* Work to complete:
May I have the line containing "Target: wolf eye" and every line after it through the end of the data, repeated exactly and with no other lines?

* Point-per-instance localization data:
☆ ☆ ☆ ☆ ☆ ☆ ☆

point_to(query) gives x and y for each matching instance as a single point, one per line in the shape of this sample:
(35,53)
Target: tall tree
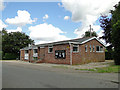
(106,26)
(87,34)
(116,33)
(13,42)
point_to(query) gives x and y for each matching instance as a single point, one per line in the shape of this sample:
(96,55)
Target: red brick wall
(77,58)
(50,57)
(85,57)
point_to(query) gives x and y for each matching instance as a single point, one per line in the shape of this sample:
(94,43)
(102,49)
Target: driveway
(17,74)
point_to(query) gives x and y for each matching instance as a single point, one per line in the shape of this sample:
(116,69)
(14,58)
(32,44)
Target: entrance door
(42,53)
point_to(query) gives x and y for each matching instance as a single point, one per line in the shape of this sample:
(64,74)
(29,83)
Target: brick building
(75,51)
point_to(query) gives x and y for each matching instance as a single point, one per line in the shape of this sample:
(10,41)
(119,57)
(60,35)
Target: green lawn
(109,69)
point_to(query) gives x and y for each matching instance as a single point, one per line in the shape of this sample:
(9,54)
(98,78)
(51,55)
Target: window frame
(99,49)
(77,48)
(34,50)
(90,48)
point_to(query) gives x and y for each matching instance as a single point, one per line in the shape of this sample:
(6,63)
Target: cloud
(45,17)
(19,29)
(22,18)
(87,12)
(60,5)
(1,5)
(2,25)
(44,33)
(66,17)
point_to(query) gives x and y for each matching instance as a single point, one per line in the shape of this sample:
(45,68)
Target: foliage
(87,34)
(111,27)
(13,42)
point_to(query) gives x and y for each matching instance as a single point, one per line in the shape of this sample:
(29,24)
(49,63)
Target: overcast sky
(54,21)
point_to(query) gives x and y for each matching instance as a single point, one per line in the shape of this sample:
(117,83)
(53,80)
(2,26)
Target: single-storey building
(75,51)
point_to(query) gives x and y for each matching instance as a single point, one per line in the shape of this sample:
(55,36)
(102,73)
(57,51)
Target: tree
(106,26)
(111,27)
(116,33)
(13,42)
(87,34)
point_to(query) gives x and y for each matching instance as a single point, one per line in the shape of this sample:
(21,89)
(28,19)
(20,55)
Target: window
(26,51)
(85,48)
(90,49)
(99,49)
(93,48)
(50,49)
(35,51)
(60,54)
(75,48)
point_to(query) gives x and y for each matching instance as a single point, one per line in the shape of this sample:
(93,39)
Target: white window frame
(90,48)
(26,56)
(86,48)
(77,48)
(49,49)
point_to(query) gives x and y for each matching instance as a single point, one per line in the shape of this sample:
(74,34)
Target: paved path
(26,75)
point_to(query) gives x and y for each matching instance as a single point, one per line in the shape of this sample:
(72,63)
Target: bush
(9,56)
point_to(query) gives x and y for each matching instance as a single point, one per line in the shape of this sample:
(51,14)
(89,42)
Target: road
(23,75)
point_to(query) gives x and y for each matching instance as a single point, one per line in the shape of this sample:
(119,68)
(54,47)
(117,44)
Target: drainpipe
(20,54)
(70,53)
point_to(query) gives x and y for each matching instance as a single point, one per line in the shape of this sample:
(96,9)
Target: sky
(54,21)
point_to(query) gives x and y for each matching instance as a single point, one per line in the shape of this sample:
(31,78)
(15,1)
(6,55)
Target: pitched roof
(73,41)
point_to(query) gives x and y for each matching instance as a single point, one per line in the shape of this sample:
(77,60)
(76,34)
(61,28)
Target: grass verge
(109,69)
(60,67)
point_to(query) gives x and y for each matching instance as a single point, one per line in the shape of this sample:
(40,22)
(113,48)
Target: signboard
(60,54)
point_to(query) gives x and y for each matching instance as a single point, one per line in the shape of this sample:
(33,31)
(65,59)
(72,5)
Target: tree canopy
(13,42)
(111,27)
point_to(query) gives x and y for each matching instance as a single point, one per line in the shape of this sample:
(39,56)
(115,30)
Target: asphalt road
(19,75)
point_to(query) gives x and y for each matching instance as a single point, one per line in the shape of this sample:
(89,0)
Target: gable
(94,38)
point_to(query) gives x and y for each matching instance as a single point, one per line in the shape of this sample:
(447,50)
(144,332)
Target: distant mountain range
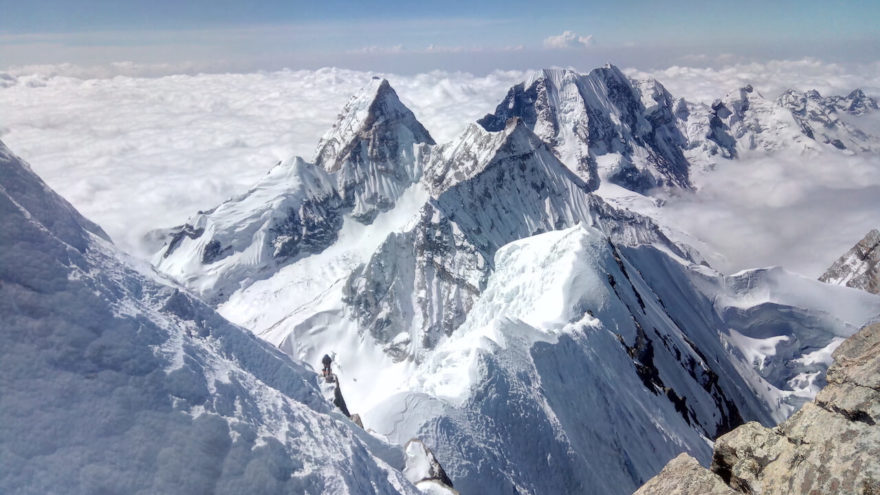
(477,294)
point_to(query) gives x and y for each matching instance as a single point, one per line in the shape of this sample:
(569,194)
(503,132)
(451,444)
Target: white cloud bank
(568,40)
(136,154)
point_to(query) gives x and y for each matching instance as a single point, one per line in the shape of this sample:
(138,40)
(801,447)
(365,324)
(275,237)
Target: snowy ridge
(496,295)
(599,125)
(634,133)
(859,267)
(421,283)
(595,362)
(363,166)
(293,211)
(745,121)
(116,382)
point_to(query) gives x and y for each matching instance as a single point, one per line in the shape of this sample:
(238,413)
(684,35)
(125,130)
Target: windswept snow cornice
(477,150)
(601,125)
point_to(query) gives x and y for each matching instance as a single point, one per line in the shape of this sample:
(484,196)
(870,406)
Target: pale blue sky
(416,36)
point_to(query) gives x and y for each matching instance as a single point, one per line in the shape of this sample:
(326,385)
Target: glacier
(537,333)
(116,381)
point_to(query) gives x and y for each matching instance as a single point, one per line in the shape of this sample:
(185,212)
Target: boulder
(832,445)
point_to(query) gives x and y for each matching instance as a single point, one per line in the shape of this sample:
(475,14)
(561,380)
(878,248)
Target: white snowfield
(535,337)
(113,381)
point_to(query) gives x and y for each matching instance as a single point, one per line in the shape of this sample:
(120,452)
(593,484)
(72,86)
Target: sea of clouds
(138,153)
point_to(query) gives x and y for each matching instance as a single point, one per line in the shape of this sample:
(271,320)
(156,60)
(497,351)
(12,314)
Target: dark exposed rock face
(585,116)
(422,466)
(859,267)
(684,476)
(370,150)
(832,445)
(420,284)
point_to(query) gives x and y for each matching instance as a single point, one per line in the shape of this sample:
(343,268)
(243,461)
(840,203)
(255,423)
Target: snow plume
(568,39)
(787,210)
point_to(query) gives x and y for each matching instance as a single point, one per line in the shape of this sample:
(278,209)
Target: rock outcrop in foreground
(859,267)
(832,445)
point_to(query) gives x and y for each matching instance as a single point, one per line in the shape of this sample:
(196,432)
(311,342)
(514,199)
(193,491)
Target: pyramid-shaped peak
(374,112)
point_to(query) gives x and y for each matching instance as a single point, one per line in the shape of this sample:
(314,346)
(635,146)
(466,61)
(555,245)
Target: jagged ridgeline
(479,294)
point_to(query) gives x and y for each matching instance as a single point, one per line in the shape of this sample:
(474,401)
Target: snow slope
(115,382)
(536,337)
(633,133)
(594,362)
(601,126)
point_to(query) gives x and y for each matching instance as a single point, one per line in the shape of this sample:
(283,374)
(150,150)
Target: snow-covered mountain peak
(859,267)
(375,105)
(858,103)
(601,126)
(371,150)
(115,382)
(475,150)
(293,211)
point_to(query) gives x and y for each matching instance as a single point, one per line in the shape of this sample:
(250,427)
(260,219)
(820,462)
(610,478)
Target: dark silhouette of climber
(327,372)
(329,377)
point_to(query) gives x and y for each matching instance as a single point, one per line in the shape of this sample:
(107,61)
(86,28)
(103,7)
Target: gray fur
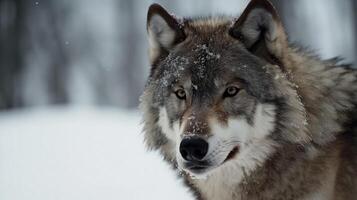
(315,127)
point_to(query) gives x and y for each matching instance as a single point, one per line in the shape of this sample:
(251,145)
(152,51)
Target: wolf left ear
(164,32)
(261,30)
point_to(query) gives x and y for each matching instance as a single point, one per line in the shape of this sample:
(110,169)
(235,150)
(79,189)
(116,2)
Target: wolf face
(217,95)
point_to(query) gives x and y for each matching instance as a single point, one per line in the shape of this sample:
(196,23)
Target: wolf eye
(180,94)
(231,91)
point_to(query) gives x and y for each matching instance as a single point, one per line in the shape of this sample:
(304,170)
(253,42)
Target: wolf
(241,113)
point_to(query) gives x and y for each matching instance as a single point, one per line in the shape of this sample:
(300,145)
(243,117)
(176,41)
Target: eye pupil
(181,94)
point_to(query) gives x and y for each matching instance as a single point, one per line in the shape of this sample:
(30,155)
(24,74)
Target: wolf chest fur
(242,114)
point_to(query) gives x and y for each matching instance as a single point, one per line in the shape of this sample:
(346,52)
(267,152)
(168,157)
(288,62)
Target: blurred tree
(12,15)
(130,58)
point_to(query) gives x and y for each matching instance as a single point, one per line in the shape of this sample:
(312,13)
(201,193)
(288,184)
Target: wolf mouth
(203,166)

☆ ☆ ☆ ☆ ☆ ☆ ☆

* Result:
Target: wolf eye
(180,94)
(231,91)
point_to(query) gives x and y for each matching instance as a single point, one per line in the shape of this sample:
(304,170)
(253,42)
Target: wolf
(241,113)
point_to(query) gives x and y for each matching instance as a single point, one per line in the shape of this sample:
(300,145)
(243,117)
(176,41)
Target: eye pupil
(181,94)
point_to(query) gives x and y for each matching instance as a single point, one per line in the shape of this sample:
(30,155)
(24,74)
Target: wolf chest fur
(242,114)
point_to(query) gives x and y for each matching instance as a single point, one per line in the shape of this sample:
(346,52)
(267,152)
(168,157)
(288,62)
Target: blurred tree
(12,15)
(130,58)
point_to(query) gives x and y for each matching instance as a single point, one per line in the shape of this sample:
(312,13)
(201,193)
(288,184)
Target: wolf mouth
(203,166)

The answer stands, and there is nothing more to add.